- [Directions]:
1 - List the six song titles on Side One in the passage about the Ella Fitzgerald Jerome Kern album.
2 - Extend the passage about the Ella Fitzgerald Jerome Kern album past its final sentence.

== Text passage ==

Ella Fitzgerald Sings the Jerome Kern Song Book is a 1963 studio album by the American jazz singer Ella Fitzgerald accompanied by an orchestra arranged and conducted by Nelson Riddle. The album focuses on the songs of the composer Jerome Kern.

This was the second of Fitzgerald's Song Book series to have been orchestrated by Riddle; their previous collaboration was her George and Ira Gershwin Song Book in 1959. Fitzgerald and Riddle also recorded two albums of standards, Ella Swings Brightly with Nelson and Ella Swings Gently with Nelson, in 1962.

This was the seventh and penultimate album in Fitzgerald's Song Book series of songs written by musical theater composers; it was preceded by 1961's Ella Fitzgerald Sings the Harold Arlen Song Book and followed by Ella Fitzgerald Sings the Johnny Mercer Song Book in 1964.

Awarded four and a half stars by Down Beat magazine in 1963.

Track listing
For the 1963 Verve LP release; Verve V6-4060; Re-issued in 2005 on CD, Verve B0003933-02

Side One:
"Let's Begin" (Otto Harbach) – 2:56
"A Fine Romance" (Dorothy Fields) – 3:36
"All the Things You Are" (Oscar Hammerstein II) – 3:15
"I'll Be Hard to Handle" (Bernard Dougall) – 3:47
"You Couldn't Be Cuter" (Fields) – 3:13
"She Didn't Say Yes" (Harbach) – 3:20
Side Two:
"I'm Old Fashioned" (Johnny Mercer) – 3:27
"Remind Me" (Fields) – 3:50
"The Way You Look Tonight" (Fields) – 4:28
"Yesterdays" (Harbach) – 2:51
"Can't Help Lovin' Dat Man" (Hammerstein) – 3:54
"Why Was I Born?" (Hammerstein) – 3:44

All music written by Jerome Kern with lyricists as indicated.

===
== Extracted material ==

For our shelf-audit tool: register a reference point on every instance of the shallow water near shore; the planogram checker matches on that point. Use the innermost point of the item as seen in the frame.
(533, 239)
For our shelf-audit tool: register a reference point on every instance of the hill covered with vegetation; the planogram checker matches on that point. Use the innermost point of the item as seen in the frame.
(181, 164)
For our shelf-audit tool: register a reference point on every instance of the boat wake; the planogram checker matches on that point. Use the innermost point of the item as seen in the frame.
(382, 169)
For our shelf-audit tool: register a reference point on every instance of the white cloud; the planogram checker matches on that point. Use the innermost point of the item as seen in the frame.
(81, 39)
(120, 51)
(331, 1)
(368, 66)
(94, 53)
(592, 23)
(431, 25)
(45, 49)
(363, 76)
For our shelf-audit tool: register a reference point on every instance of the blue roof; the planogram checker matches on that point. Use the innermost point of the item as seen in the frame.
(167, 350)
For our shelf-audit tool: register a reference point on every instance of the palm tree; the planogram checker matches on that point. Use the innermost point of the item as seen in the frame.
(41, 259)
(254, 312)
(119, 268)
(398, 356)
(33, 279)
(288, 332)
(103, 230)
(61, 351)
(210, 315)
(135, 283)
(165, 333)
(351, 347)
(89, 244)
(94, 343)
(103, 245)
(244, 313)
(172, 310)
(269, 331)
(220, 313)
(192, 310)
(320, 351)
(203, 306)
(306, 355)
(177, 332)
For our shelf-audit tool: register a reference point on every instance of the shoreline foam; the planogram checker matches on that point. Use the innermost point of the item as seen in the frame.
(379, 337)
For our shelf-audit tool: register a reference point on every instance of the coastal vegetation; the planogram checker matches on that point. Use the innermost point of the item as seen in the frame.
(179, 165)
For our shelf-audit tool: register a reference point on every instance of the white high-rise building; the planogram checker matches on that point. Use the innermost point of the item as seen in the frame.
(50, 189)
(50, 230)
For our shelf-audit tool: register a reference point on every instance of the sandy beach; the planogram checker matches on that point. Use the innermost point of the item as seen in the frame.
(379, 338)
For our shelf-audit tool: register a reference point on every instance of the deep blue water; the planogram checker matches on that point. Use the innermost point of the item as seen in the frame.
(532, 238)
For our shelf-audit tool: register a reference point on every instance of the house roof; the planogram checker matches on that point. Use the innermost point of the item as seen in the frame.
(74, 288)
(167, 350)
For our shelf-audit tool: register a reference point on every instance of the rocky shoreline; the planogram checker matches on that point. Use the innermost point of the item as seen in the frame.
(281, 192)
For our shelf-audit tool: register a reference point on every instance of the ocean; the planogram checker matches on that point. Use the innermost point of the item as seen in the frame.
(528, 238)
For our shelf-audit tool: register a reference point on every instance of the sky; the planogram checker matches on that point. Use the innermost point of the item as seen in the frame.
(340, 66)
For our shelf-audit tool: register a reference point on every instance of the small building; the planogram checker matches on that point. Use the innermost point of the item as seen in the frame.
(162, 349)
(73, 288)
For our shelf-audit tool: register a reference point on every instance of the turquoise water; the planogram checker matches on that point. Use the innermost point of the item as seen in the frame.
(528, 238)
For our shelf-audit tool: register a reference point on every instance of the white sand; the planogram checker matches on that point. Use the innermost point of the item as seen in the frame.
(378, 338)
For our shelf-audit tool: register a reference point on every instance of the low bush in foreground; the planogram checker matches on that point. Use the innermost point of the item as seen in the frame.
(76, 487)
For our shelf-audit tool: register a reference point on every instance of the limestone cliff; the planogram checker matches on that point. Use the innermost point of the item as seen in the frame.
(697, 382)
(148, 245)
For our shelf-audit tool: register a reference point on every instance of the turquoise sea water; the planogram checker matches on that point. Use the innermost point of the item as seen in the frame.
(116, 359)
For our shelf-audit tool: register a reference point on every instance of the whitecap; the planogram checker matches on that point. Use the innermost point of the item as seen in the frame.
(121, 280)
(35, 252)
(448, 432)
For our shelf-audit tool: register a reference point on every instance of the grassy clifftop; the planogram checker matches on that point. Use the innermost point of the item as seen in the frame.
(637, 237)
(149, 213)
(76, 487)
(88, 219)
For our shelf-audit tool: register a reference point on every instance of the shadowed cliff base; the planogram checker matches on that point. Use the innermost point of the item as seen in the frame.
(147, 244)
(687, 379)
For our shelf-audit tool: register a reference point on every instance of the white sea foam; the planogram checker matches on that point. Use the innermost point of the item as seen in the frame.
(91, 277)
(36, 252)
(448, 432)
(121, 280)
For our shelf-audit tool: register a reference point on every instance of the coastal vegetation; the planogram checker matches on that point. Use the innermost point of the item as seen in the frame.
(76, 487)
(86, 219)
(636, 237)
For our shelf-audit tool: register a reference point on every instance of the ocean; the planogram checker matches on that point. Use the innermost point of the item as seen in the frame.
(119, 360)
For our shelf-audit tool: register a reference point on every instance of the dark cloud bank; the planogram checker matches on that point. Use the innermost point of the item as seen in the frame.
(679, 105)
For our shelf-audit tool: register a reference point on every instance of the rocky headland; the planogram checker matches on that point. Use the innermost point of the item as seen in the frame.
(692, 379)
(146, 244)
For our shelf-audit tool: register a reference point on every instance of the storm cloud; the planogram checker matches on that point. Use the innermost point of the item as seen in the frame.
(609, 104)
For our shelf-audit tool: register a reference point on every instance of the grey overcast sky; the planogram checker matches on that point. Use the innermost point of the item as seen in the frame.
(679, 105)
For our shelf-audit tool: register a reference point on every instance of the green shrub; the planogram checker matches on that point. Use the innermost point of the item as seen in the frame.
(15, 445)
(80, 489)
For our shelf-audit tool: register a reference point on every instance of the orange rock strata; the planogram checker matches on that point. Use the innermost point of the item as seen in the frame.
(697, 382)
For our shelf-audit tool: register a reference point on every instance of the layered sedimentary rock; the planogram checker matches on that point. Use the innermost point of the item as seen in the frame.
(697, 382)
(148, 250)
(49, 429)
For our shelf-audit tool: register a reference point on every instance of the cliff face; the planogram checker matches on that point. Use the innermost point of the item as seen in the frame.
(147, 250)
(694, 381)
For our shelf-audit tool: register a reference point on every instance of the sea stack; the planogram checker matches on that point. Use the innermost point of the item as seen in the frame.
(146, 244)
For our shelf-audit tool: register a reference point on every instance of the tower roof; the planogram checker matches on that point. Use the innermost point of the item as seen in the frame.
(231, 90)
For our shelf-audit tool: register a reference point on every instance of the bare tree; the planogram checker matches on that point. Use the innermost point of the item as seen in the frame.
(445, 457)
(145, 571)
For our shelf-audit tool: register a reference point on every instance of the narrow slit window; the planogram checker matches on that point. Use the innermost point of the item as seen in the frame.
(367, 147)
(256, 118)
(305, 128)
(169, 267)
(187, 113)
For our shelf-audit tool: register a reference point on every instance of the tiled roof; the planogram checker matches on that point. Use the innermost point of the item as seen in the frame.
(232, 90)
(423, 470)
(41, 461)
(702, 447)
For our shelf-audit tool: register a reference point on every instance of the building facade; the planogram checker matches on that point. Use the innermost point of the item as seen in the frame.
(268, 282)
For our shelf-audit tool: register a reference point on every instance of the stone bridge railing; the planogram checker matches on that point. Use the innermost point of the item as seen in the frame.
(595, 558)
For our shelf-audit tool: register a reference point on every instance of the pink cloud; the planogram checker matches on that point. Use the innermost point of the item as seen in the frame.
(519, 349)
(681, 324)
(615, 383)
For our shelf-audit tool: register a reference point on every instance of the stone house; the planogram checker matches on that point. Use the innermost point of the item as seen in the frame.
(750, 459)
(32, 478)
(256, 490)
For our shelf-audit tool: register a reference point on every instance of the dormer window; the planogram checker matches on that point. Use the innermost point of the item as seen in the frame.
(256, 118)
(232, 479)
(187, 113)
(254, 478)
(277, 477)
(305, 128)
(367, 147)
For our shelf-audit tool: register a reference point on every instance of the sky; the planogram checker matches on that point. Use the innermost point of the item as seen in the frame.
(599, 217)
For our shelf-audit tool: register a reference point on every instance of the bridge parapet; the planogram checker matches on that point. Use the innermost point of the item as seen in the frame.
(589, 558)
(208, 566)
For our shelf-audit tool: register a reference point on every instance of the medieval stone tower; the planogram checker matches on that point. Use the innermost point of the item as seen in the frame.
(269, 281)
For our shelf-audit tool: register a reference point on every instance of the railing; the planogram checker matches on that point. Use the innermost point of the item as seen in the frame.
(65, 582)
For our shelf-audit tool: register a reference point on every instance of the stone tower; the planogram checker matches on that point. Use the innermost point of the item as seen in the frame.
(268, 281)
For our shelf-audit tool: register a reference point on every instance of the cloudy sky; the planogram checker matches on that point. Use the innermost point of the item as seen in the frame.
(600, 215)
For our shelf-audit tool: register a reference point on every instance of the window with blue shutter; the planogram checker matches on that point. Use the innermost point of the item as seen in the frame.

===

- [Answers in order]:
1 - "Let's Begin", "A Fine Romance", "All the Things You Are", "I'll Be Hard to Handle", "You Couldn't Be Cuter", "She Didn't Say Yes"

2 -
Personnel 
Recorded January 5–7, 1963 at Radio Recorders Studio 10H, Los Angeles:

Tracks 1,3,5-6 and 8

 Ella Fitzgerald - Vocals
 Don Fagerquist - Trumpet
 Caroll Lewis
 Dick Nash - Trombone
 George Seaberg
 Shorty Sherock
 Tommy Pederson
 Tommy Shepard
 George Roberts
 Plas Johnson - Tenor Saxophone
 Harry Klee - Woodwind
 Joe Koch
 Wilbur Schwartz - woodwinds
 Victor Arno - Violin
 Israel Baker
 Victor Bay
 Alex Beller
 Armand Kaproff - Cello
 Ray Kramer
 Dan Lube
 Erno Neufeld
 Lou Raderman
 Nathan Ross
 Alex Neimann - Viola
 Paul Robyn
 Barbara Simons
 Eleanor Slatkin - Cello
 Paul Smith - Piano
 Sidney Sharp
 Gerald Vinci
 Champ Webb
 Robert Bain - Guitar
 Joe Comfort - Double bass
 Frank Flynn - drums
 Alvin Stoller - Drums
 Nelson Riddle - Arranger, Conductor

On Tracks 2,4, and 7:

Personnel same as tracks 1,3,5-6, and 8 except Felix Slatkin and Marshall Sosson violin replace Don Lube and Sidney Sharp; Edgar Lustgarten cello replaces Ray Kramer; and add Ann Stockton on harp.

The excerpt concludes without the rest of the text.